=== PROBLEM DESCRIPTION ===
Beginning with the line that mentions "target | white cloud", reproduce every line through the last line of the entries, exactly, and only those.

[Data items]
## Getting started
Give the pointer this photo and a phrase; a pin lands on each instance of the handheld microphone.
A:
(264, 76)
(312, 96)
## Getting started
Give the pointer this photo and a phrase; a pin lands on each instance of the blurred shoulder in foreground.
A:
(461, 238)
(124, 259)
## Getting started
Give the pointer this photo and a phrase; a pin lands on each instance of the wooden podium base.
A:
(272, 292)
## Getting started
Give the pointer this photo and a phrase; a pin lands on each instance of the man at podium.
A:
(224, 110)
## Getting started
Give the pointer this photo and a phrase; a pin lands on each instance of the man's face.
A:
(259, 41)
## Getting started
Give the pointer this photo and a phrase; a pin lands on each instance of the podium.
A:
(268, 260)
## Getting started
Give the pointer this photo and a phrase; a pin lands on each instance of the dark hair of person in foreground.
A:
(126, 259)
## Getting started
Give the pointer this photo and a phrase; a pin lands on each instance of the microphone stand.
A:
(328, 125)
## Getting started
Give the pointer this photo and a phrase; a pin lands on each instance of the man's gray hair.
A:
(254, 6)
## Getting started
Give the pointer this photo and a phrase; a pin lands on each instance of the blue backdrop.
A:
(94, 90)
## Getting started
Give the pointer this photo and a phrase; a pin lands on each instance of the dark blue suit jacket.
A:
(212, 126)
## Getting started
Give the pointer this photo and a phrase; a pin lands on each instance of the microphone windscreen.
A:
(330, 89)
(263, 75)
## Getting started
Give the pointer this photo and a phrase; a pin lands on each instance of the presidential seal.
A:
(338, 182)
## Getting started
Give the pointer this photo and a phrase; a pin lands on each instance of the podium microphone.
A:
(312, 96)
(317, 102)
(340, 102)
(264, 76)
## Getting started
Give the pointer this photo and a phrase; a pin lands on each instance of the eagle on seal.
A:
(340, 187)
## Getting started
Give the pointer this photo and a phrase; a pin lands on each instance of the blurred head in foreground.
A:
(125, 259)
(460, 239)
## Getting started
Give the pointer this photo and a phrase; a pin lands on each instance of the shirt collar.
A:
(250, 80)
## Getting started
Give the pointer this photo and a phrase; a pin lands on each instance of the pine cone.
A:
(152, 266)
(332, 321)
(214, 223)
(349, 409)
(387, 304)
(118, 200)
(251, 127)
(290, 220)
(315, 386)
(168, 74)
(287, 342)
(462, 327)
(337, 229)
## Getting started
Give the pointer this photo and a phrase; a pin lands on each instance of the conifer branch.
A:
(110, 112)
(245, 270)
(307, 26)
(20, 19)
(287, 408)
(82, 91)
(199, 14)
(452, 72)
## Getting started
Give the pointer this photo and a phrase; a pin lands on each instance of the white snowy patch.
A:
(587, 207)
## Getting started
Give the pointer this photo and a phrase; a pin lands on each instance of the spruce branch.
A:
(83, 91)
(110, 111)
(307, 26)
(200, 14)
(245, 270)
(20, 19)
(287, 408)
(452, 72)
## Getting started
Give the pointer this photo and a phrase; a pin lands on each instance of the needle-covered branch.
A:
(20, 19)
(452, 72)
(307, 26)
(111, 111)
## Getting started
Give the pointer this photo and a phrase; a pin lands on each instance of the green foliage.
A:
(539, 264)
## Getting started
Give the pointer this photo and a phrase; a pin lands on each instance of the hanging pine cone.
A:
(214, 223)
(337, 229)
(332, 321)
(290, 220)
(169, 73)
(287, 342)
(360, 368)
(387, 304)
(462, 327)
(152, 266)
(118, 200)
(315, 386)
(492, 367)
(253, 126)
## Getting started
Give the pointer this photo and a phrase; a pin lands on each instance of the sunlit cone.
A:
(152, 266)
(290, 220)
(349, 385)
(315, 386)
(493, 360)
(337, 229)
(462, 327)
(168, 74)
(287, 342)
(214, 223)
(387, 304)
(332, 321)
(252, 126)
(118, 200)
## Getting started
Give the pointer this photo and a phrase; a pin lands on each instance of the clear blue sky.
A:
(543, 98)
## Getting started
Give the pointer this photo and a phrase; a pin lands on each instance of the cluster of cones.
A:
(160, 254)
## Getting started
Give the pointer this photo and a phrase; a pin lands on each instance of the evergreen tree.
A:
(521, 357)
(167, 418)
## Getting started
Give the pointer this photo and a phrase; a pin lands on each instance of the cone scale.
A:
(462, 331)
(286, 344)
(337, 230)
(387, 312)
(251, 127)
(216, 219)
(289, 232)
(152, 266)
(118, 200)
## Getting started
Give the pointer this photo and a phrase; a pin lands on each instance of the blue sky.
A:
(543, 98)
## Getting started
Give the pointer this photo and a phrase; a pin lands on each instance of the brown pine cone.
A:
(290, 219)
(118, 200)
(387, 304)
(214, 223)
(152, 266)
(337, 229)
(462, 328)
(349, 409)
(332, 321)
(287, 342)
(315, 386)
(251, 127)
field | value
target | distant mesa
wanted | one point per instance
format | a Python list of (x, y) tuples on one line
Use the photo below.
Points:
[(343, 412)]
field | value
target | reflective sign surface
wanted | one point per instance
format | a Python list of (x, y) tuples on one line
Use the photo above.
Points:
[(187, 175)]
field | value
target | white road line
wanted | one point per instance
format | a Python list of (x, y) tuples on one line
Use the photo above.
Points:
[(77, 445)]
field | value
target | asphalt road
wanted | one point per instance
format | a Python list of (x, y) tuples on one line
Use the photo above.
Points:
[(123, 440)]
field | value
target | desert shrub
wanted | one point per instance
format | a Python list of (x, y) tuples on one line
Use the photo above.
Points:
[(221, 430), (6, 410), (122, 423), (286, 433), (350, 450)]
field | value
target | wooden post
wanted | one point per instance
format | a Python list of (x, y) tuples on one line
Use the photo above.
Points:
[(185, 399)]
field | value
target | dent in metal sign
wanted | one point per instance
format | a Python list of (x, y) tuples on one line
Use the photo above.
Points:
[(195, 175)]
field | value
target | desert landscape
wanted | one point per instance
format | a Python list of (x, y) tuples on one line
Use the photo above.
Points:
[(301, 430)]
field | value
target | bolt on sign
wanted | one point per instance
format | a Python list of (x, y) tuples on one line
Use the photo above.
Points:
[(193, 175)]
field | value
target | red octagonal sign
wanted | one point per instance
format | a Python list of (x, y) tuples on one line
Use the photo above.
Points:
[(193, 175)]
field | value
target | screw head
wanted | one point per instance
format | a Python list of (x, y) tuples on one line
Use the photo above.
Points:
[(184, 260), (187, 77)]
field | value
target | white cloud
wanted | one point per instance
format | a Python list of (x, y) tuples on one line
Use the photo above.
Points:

=== WRITTEN ANSWER ===
target | white cloud
wanted | one point per instance
format | a Python list of (x, y) tuples on one line
Use the photo above.
Points:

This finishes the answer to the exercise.